[START TEXT SECTION]
Okay, so continuing on with last weeks post: I'm listing off the things that I have learned about myself in the last year of writing/editing. Mainly the things that I do in first draft, that make things difficult in the editing phase. (I’m pretty much in the ‘trial & error’ phase of this little self-improvement project, so I will be posting changes and tweaks to these as I figure out what does and doesn’t work for me.)
My goal with this Writing Slob series, is to draft more efficiently, making edits less painful. My over all goal is to make all parts of the writing process as enjoyable as the shiny new idea phase! *how friggin awesome would that be?!* I’m strengthening my writing and editing muscles here.
I’ll start were I left off last week:
I already covered the Writing Schedule, and Writing Log, and admitted to procrastination with the Progress Bar… but I only covered the Personal Writing Journal I started, briefly in the comments. I had just added it that day, in fact. I was sitting in my office, toiling away for hours, at a very low productivity rate. I knew something was bothering me, nagging at the edges of my subconscious… but I could not figure out what- now, up until this year, I have avoided journals and logs and all that blah-blah stuff as time wasters. I mean, we’re here to write, so just write already! But sometimes, when you sit at your computer, or notebook, and just can’t concentrate… it is sooo much faster to take five minutes and work through the actual problem, then it is to try and force yourself to do work when your mind is someplace else. It’s not a journal I keep every day. Most days I just dive in.. but if there is something holding me back… I have found recently, that it is often helpful to just type what ever is in my head… get it out, work through it… clear the canvas… and get back to work!
[END TEXT SECTION]
[START DATA LISTING]
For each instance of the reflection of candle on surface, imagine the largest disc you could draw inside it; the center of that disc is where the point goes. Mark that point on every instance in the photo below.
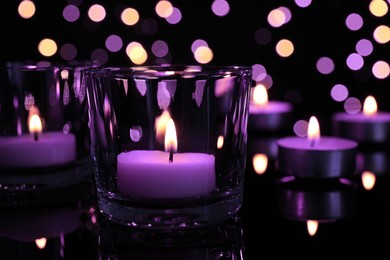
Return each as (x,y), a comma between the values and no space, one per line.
(316,201)
(40,149)
(368,180)
(151,174)
(312,226)
(369,126)
(265,115)
(316,156)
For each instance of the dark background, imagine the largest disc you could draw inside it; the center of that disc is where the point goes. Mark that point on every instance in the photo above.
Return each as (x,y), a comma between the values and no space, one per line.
(316,31)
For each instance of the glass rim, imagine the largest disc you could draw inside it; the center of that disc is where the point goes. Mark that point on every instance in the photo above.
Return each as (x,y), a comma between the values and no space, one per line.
(168,70)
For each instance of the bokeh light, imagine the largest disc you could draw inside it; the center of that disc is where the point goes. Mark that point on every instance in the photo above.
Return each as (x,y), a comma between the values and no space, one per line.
(354,22)
(71,13)
(26,9)
(378,8)
(300,128)
(164,8)
(302,3)
(339,92)
(381,69)
(160,48)
(68,51)
(364,47)
(220,7)
(130,16)
(96,13)
(352,105)
(136,53)
(284,48)
(382,34)
(47,47)
(203,54)
(175,17)
(325,65)
(355,61)
(114,43)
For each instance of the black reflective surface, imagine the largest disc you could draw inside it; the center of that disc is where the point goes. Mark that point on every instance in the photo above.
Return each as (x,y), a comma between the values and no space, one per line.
(353,222)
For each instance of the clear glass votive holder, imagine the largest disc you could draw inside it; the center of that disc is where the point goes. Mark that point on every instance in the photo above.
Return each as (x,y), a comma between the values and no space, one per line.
(169,142)
(44,135)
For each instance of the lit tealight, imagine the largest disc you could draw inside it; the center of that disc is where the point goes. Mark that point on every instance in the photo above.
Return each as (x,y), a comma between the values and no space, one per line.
(368,180)
(260,163)
(370,107)
(41,242)
(312,227)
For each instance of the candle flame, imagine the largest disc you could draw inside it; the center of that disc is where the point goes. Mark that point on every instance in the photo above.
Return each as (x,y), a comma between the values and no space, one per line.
(161,125)
(220,142)
(41,242)
(368,180)
(260,163)
(170,137)
(312,227)
(260,96)
(370,107)
(313,130)
(35,124)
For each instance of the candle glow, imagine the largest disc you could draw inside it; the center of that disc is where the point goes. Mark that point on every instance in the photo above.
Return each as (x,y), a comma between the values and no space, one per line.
(35,124)
(368,180)
(260,95)
(313,130)
(370,106)
(170,137)
(312,227)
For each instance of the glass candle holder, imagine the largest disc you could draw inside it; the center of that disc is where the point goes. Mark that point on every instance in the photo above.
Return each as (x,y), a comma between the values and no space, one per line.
(44,136)
(169,142)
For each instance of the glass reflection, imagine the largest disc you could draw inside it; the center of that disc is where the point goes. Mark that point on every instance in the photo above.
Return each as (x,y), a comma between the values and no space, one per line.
(219,241)
(316,201)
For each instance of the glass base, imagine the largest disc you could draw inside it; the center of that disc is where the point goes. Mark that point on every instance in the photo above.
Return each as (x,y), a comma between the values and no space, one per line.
(38,187)
(176,215)
(46,178)
(222,240)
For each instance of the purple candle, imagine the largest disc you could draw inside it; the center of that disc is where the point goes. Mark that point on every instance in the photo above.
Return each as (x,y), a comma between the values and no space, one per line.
(315,156)
(267,116)
(369,126)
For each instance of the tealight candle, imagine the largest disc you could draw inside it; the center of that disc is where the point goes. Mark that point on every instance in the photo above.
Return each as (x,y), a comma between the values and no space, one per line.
(265,115)
(165,175)
(316,156)
(40,149)
(369,126)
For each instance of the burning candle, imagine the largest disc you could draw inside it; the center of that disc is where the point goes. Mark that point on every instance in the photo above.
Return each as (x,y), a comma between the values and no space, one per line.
(265,115)
(316,156)
(39,149)
(165,175)
(369,126)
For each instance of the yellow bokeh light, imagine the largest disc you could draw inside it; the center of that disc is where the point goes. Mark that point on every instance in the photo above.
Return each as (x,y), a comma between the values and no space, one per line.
(381,69)
(382,34)
(97,13)
(26,9)
(47,47)
(203,54)
(284,48)
(136,52)
(130,16)
(378,8)
(164,8)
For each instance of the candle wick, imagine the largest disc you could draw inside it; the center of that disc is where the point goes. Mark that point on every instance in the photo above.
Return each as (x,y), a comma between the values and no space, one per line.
(171,156)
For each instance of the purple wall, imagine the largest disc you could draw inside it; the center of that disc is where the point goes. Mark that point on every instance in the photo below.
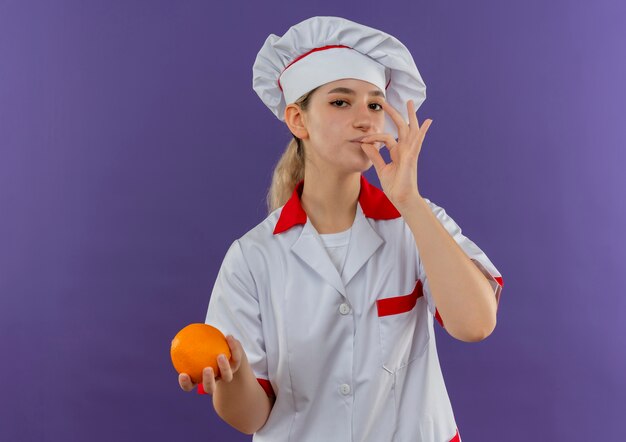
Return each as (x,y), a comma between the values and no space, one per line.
(133,150)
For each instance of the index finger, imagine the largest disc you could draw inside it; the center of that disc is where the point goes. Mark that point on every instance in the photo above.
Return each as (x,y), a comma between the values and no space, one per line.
(396,117)
(185,382)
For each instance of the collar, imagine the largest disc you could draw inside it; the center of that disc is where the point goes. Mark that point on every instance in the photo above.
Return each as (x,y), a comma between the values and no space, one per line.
(372,200)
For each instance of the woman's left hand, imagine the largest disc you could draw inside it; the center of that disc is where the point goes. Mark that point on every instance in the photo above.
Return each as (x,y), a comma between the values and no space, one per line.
(399,177)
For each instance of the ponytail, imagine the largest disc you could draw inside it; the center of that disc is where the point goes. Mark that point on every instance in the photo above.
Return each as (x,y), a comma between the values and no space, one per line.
(290,167)
(288,172)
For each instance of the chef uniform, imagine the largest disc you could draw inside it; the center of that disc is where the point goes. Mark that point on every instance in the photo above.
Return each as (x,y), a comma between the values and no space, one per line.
(339,328)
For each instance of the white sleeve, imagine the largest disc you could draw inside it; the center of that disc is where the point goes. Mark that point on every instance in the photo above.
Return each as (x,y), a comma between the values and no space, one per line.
(471,250)
(234,308)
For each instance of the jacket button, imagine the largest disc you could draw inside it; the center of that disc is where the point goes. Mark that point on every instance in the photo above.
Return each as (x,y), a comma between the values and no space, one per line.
(344,389)
(344,309)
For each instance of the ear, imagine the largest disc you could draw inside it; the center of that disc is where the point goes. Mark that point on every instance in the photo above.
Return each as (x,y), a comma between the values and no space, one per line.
(295,120)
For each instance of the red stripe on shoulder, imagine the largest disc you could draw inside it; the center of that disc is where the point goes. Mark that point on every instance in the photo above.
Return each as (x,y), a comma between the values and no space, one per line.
(399,304)
(457,437)
(438,318)
(267,386)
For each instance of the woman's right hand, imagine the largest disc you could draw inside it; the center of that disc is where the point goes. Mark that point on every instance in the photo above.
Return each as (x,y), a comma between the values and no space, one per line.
(227,369)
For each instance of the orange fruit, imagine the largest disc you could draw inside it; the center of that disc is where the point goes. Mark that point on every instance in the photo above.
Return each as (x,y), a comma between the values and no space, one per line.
(197,346)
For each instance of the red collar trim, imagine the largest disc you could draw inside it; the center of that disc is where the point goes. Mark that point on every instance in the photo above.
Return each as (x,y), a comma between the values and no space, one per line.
(373,201)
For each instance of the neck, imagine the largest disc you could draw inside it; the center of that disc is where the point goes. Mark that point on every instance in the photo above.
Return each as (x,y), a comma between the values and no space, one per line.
(330,200)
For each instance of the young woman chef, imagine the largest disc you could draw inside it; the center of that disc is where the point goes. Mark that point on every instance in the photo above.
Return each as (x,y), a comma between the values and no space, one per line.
(329,302)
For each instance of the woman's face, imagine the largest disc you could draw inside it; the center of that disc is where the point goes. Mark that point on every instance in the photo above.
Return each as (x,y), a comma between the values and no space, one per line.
(339,113)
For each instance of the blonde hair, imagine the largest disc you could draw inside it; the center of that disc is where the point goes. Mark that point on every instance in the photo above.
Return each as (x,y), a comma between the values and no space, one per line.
(289,169)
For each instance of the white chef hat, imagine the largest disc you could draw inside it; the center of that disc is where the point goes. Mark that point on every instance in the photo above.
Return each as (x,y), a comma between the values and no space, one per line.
(323,49)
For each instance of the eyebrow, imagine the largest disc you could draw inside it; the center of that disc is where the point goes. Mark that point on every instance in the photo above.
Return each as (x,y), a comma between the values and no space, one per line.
(349,91)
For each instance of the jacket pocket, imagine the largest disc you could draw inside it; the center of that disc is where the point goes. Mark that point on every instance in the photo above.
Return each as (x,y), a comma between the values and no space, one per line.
(403,326)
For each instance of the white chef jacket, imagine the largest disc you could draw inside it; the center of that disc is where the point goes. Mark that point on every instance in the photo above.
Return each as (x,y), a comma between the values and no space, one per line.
(349,359)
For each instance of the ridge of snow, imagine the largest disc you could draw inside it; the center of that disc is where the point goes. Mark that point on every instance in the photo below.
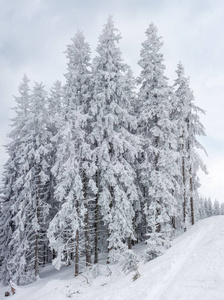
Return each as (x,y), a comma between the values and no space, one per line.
(193,268)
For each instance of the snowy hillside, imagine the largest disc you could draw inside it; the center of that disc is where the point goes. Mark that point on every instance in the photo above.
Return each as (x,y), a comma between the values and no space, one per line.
(193,268)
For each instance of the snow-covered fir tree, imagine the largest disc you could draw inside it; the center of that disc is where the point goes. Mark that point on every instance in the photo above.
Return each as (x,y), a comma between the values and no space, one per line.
(158,166)
(72,168)
(13,258)
(29,207)
(115,147)
(189,127)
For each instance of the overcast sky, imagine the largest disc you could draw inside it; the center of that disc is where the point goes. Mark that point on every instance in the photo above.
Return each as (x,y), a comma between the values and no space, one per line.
(34,35)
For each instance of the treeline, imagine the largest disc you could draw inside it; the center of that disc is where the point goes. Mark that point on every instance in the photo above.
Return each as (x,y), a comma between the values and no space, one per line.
(100,163)
(207,208)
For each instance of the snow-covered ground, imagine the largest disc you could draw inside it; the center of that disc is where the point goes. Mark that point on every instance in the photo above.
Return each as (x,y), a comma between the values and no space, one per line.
(193,268)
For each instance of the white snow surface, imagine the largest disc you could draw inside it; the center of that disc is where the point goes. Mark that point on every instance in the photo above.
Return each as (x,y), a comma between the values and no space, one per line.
(193,268)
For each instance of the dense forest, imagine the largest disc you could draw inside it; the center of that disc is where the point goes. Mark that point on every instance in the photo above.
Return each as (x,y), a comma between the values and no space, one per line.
(101,162)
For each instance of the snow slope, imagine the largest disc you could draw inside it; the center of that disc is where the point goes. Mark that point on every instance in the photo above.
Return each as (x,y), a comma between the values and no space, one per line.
(193,268)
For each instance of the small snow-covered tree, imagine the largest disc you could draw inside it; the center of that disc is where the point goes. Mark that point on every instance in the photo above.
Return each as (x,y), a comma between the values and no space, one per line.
(158,165)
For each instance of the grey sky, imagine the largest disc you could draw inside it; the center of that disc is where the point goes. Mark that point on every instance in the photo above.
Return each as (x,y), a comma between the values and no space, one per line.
(34,35)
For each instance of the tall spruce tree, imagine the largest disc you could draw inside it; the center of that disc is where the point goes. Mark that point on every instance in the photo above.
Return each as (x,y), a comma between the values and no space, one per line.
(189,127)
(72,168)
(158,131)
(13,258)
(28,208)
(115,147)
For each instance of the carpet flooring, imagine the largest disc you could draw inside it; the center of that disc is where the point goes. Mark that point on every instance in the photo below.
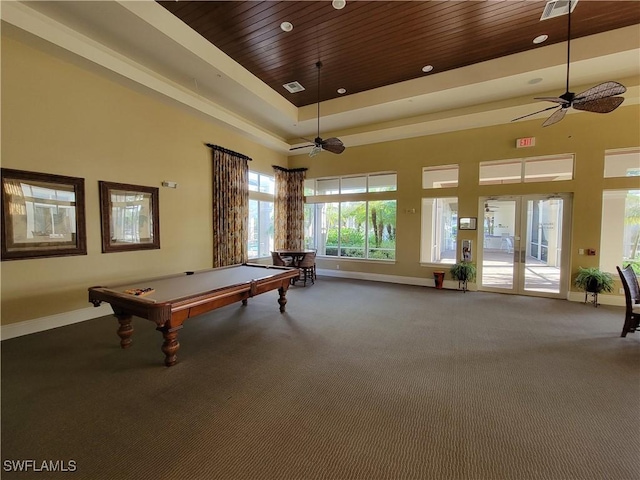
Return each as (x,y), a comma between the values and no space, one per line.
(357,380)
[END DATA LISTING]
» **WHAT THIS EXERCISE ASKS**
**a.** According to the blog post about drafting and editing habits, what is the goal of the Writing Slob series?
**b.** Continue the blog post about drafting and editing habits, starting after its last sentence.
This material was taken from a separate source.

» **ANSWERS FOR THE EXERCISE**
**a.** To draft more efficiently, making edits less painful.

**b.**
So, that said, I have a little folder at the top of my Scrivener file for my WIP that contains all of these little productivity tools… takes only once to set up, and then they help you stay on point… easy-peasy. ;)
Now, on to the next bad habit: Overload.
FIX FIVE: Slow down. (a.k.a. ‘Why all this pressure, Casey?’)
I have a tendency to set myself up to fail. I will give myself these huge goals, all excited and amped up to get to work, then if I have one bad day… or just a really busy day… I get too far behind to catch up, leaving me feeling like a slacker. Then I try to play catch up, which for some reason always backfires… usually in writing quality, but sometimes in other areas of my life. And when I do get to writing from this pov, I’m writing from a negative place… all stressy and pissy. Anyway, long story short, I have found that I need to slow things down. Like a marathon runner… you have to pace yourself, or you’ll burn out before the finish line.
There are two ways that I have slowed down.
The first, goes back to when I make up that handy schedule. I look at my other schedules first. My husband and I keep a family calendar. It lists his activities and work plans in one color, and my activities and work plans in another color. This is the Master Calendar that I look at before I schedule my writing time. In the past, I would just schedule my writing time based off of my days off or time I could squeeze here or there at work. But more often than not… I would completely blow off my writing on the days that hubby was off work. I would rather see him. (no offense to my characters…but hey… he’s cuter. ;) Also, I know that some of my day-job work days are busier than others… they can’t all be expected to allow the same amount of writing time (I mean, it is a full time job, and sometimes, a rather stressful one). Ignoring these factors, always led to that negative catch up I was telling you about… never failed.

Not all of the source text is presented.